**SET PROBLEM 1:**
In the passage on keyword extraction from URLs, what helps extract keywords from each URL component independently?

The keyword extraction technique described herein extracts keywords from Uniform Resource Locators (URLs) in web logs. The technique leverages the content and the structure of URLs to extract relevant keywords. First, a URL is divided into multiple components based on its structure. A set of keywords are extracted from each component of the URL independently with the help of a controlled vocabulary. Then a second set of keywords are generated by forming combinations of terms from different segments of the URL. Only those combinations which are present in the controlled vocabulary are retained as keywords. Finally, the keywords are scored with a function which took into account of a wide set of features.

Description

KEYWORD EXTRACTION FROM UNIFORM RESOURCE LOCATORS (URLS)
BACKGROUND
[0001] In computing, a Uniform Resource Locator (URL) is a Uniform Resource Identifier (URI) that specifies where an identified resource is available and provides a mechanism for retrieving it. For example, a URL can be a unique identity given to a web page by the creator of a website hosting the web page. URLs are defined in a standard format which typically specifies a scheme or protocol, a domain name or Internet Protocol (IP) address, a path of the resource to be fetched or the program to be run, a query string and an optional fragment identifier. Increasingly, URLs contain condensed text that is highly relevant to the topic of the web pages they correspond to. They can be seen as a valuable source of information about the topic of a web page in many applications.
SUMMARY
[0002] This Summary is provided to introduce a selection of concepts in a simplified form that are further described below in the Detailed Description. This Summary is not intended to identify key features or essential features of the claimed subject matter, nor is it intended to be used to limit the scope of the claimed subject matter.
[0003] The keyword extraction technique described herein extracts keywords from URLs in web logs (e.g., server logs that contain a series of URL entries requested by a user, typically in reverse chronological order). The technique leverages the content and the structure of URLs to extract relevant keywords. In one embodiment, a URL is first divided into multiple components based on its structure. A set of keywords is extracted from each component of the URL independently with the help of a controlled vocabulary. A second set of keywords is generated by forming combinations of terms from different segments of the URL. Only those combinations which are present in the controlled vocabulary are retained as keywords. Finally, the keywords are scored with a function which take into account of a wide set of features.
DESCRIPTION OF THE DRAWINGS
[0004] The specific features, aspects, and advantages of the disclosure will become better understood with regard to the following description, appended claims, and accompanying drawings where: [0005] FIG. 1 depicts a flow diagram of an exemplary process of the keyword extraction technique described herein.

Entries from an annotation dataset
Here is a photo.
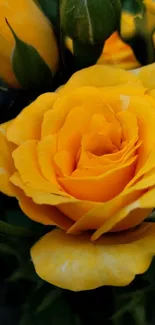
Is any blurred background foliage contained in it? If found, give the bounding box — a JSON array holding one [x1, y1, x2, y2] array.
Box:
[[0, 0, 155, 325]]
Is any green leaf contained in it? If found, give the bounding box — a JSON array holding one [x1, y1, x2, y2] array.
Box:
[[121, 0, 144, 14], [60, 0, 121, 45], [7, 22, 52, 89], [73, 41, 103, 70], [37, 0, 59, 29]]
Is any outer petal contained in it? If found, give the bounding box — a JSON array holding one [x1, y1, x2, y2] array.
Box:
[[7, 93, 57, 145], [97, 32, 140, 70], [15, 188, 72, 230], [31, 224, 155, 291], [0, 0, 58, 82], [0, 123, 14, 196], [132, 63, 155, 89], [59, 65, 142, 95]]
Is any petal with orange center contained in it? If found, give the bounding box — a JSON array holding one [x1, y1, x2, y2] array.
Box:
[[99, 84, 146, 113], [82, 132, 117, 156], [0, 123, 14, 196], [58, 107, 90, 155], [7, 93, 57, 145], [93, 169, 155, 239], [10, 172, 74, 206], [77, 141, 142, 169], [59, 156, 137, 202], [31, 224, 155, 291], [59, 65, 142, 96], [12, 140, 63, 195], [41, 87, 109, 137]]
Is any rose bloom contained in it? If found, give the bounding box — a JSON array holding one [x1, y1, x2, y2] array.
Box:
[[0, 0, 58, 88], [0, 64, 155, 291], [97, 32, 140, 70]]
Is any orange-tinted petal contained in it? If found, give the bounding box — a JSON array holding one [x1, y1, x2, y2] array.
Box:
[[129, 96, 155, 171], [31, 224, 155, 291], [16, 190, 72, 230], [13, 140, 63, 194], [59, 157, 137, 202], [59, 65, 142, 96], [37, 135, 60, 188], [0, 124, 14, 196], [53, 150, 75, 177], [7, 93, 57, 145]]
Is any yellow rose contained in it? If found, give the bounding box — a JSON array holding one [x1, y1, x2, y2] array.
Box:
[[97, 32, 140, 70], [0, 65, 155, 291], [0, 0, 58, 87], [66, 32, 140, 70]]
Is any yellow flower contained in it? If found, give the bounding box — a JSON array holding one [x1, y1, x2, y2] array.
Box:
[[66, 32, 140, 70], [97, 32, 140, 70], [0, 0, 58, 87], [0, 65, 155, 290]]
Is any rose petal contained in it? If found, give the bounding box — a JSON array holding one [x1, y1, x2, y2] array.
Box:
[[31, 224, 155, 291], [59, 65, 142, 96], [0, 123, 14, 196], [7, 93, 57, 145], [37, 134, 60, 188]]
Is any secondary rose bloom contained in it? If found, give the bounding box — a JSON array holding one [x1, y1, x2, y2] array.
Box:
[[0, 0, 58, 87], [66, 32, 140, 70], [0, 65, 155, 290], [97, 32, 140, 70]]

**SET PROBLEM 2:**
Rewrite part of the records, renaming "rose bloom" to "rose blossom" and leaving all else unchanged. Begin at the line that has "Is any petal" and stop after the line that has "291], [97, 32, 140, 70]]".

**CORRECT RESULT 1:**
A controlled vocabulary.

**CORRECT RESULT 2:**
Is any petal with orange center contained in it? If found, give the bounding box — a JSON array holding one [x1, y1, x2, y2] array.
Box:
[[99, 84, 146, 113], [82, 132, 117, 156], [0, 123, 14, 196], [58, 107, 90, 155], [7, 93, 57, 145], [93, 169, 155, 239], [10, 172, 74, 206], [77, 141, 142, 169], [59, 156, 137, 202], [31, 224, 155, 291], [59, 65, 142, 96], [12, 140, 63, 195], [41, 87, 109, 137]]
Is any rose blossom contained in it? If found, give the bounding box — a JSON array holding one [x1, y1, x2, y2] array.
Box:
[[0, 0, 58, 88], [0, 64, 155, 291], [97, 32, 140, 70]]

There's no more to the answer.